• [Petunjuk Tugas]:
[a] Menurut tulisan tentang oligarki, mengapa Winters menyinyalir bahwa ancaman bagi oligarki saat ini justru datang dari persaingan di antara oligarki sendiri? Jelaskan dalam satu hingga tiga kalimat.
[b] Teruskan tulisan tentang oligarki, dimulai setelah kalimat terakhirnya.

POLITIK penjarahan adalah inti dari politik oligarki sejak rejim Orde Baru hingga sekarang. Begitu menurut sebuah teori oligarki. Agar praktik penjarahan oligarki tersebut bisa berlangsung, dibutuhkan sebuah aliansi sosial. Dalam setiap aliansi tentu ada negosiasi dan kompromi di antara pihak yang berjaringan. Akan tetapi, tentu juga ada kompetisi dan konflik yang mewarnai hubungan kuasa. Oligarki berada dalam posisi kuat menguasai tatanan yang mengutamakan penumpukan modal sebagai cara utama bagi keberlangsungan dan berkelanjutannya hubungan-hubungan masyarakat. Oligarki menjalankan politik penjarahan dengan memobilisasi sumber daya kekayaan dan kekuasaan yang mereka miliki dan dapat mereka konsolidasikan. Semakin kecil tantangan terhadap oligarki, semakin dominan juga pengaruh mereka dalam menentukan segala aspek masyarakat. Tantangannya kemudian, bagaimana melakukan kontra mobilisasi terhadap mobilisasinya oligarki.
Dalam kasus Indonesia, menurut Jeffrey Winters, nyaris tidak ada tantangan terhadap oligarki. Termasuk dalam pemilu 2014 yang telah menghasilkan Jokowi sebagai presidennya. Mengikuti pendapat Winters, kita harus melihat Jokowi masih sebagai bagian dari dominasi oligarki di Indonesia, sekalipun dirinya pribadi tak terlacak punya jejak dari jaringan oligarki masa Orde Baru. Mengutip opini banyak orang di media sosial, tertipu lah mereka yang telah mendukung Jokowi di pilpres tahun lalu. Sekarang berbagai kebijakan yang menguntungkan kepentingan oligarki terus dihasilkan oleh pemerintah dan juga parlemen hasil pemilu 2014. Fakta yang sepertinya mengonfirmasi pendapat Winters soal tidak adanya tantangan terhadap oligarki di Indonesia hari ini.
Tidak adanya organisasi progresif yang secara meyakinkan dapat mewadahi dan memberikan kekuatan politik pada rakyat, disinyalir Winters menyebabkan ancaman bagi oligarki saat ini justru adalah persaingan di antara oligarki sendiri. Menariknya, dalam video kuliah umumnya tentang Oligarki, Winters mengejek kemalasan mobilisasi politik alternatif sebagai sebab tidak adanya pilihan di luar yang didukung oligarki itu. Sebuah kritik yang mungkin sudah sering kita dengar sebelumnya dan juga sudah sering menimbulkan rasa tidak nyaman di kalangan mereka yang merasa dirinya kritis atau progresif. Kritik pedas yang membawa kembali pertanyaan mengenai posisi dan juga apa saja yang telah kita lakukan menghadapi kenyataan saat ini .

• [Data Tercatat]:
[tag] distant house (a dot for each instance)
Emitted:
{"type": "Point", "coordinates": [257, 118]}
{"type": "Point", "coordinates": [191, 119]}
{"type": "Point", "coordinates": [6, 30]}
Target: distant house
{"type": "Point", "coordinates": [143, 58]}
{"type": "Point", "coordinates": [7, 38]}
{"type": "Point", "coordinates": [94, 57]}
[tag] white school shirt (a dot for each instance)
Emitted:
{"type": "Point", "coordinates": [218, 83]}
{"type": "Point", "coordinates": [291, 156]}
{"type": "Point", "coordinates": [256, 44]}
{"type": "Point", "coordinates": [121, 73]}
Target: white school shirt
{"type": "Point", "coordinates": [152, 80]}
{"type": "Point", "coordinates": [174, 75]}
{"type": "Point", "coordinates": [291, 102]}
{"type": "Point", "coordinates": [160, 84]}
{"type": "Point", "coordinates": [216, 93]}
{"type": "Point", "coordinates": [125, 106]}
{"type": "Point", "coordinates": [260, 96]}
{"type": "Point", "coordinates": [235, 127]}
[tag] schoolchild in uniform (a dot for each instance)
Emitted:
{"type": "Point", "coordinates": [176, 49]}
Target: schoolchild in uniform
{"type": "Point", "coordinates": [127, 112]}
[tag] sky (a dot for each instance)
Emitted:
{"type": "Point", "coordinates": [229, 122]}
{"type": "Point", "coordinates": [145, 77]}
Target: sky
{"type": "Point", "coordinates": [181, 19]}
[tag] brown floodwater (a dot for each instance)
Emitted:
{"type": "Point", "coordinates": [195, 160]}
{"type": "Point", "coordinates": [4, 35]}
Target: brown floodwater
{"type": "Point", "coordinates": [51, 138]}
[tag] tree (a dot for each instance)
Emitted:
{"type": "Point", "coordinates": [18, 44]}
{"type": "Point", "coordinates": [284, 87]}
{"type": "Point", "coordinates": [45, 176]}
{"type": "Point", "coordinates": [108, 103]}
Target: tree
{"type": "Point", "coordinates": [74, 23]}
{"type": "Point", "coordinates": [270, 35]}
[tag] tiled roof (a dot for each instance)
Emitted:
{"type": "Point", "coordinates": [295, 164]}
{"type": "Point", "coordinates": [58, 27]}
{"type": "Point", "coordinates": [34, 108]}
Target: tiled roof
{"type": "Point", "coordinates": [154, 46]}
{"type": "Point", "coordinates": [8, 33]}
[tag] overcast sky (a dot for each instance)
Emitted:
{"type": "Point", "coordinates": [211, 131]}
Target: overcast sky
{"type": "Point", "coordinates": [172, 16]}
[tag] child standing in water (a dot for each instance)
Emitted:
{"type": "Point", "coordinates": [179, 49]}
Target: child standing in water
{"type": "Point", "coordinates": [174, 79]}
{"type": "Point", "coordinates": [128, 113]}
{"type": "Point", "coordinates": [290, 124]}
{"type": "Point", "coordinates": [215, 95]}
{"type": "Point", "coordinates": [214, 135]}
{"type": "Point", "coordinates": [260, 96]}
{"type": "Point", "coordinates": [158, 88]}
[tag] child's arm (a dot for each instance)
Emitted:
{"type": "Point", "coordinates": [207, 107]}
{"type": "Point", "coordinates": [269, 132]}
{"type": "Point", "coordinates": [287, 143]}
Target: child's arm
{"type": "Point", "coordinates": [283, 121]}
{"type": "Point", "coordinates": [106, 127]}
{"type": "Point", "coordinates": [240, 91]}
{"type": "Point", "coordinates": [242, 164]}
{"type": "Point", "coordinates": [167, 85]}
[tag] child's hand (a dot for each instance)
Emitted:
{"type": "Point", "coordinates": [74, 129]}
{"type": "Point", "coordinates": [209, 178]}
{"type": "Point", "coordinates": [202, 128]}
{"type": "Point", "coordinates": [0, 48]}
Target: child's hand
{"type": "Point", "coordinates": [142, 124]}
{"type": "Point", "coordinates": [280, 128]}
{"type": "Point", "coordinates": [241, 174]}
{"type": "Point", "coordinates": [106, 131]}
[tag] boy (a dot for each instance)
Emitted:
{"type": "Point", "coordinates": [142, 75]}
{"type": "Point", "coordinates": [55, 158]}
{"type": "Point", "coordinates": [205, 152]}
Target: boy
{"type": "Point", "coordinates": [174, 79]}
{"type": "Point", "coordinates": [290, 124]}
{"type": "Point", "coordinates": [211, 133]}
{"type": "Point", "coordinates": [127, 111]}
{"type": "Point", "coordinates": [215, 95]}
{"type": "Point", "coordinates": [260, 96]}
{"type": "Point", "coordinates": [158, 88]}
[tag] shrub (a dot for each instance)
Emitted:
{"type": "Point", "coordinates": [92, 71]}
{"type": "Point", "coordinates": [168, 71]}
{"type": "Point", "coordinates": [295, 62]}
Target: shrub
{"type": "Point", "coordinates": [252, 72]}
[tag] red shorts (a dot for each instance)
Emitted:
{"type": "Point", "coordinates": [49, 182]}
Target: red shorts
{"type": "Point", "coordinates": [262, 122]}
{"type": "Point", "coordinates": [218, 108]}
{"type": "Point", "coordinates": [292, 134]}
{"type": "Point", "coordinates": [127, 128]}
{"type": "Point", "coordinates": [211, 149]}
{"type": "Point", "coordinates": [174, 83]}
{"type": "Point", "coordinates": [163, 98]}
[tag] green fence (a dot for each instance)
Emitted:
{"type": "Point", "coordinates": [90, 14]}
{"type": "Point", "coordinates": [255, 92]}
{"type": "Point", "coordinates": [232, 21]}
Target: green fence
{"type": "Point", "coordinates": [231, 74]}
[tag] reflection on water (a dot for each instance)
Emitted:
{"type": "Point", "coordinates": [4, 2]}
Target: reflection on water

• [Penyelesaian Tugas]:
[a] Winters menyinyalir bahwa hal itu disebabkan oleh tidak adanya organisasi progresif yang secara meyakinkan dapat mewadahi dan memberikan kekuatan politik kepada rakyat. Karena tantangan semacam itu tidak terbangun, satu-satunya ancaman yang tersisa bagi oligarki adalah persaingan di antara oligarki sendiri.

[b]
Sebetulnya kita harus mengarahkan kritik pedas Winters tersebut lebih jauh dan mengembangkan uraian yang lebih operasional mengenai apa yang dimaksud sebagai mobilisasi. Bukan kah tidak kurang mobilisasi dalam bentuk unjuk rasa, pernyataan sikap, atau petisi online yang dilakukan berbagai kalangan masyarakat selama ini? Bahkan laman media sosial sarat dipenuhi oleh mobilisasi opini atas berbagai hal yang dirasakan di masyarakat. Formasi mobilisasi opini tersebut dapat berbentuk berbagai grup virtual yang menghimpun audiens yang jumlahnya hingga jutaan. Tentu saja jumlah yang tertera dapat mengecohkan kita, karena apa yang ada di dunia maya tidak serta merta sama dengan yang ada di dunia nyata. Secara lebih mendasar lagi, tidak semua mobilisasi berhubungan langsung dan tepat menjawab kontradiksi yang terjadi di masyarakat.
Pengetahuan, keterampilan, dan sumber daya untuk mobilisasi ini yang belum diolah secara maksimal oleh rakyat dan kalangan progresif. Lebih banyak dilakukan secara kasus per kasus, terpecah-pecah, dan mayoritas tidak berkelanjutan. Model mobilisasi kekuatan politik yang sebetulnya mewarisi apa yang dilakukan oleh gerakan sosial yang terdisorganisasi akibat penghancuran oleh rezim Orde Baru. Kita semua tahu bahwa dibutuhkan organisasi yang dapat bertarung dengan organisasi-organisasi yang dibuat atau pun berjaringan dengan oligarki. Tetapi kita semua rasanya tidak tahu pada organisasi mana kita dapat mewadahkan diri dan terlibat dalam mobilisasi-mobilisasi yang mesti dilakukan untuk melindungi diri bahkan menekan balik oligarki yang berkuasa.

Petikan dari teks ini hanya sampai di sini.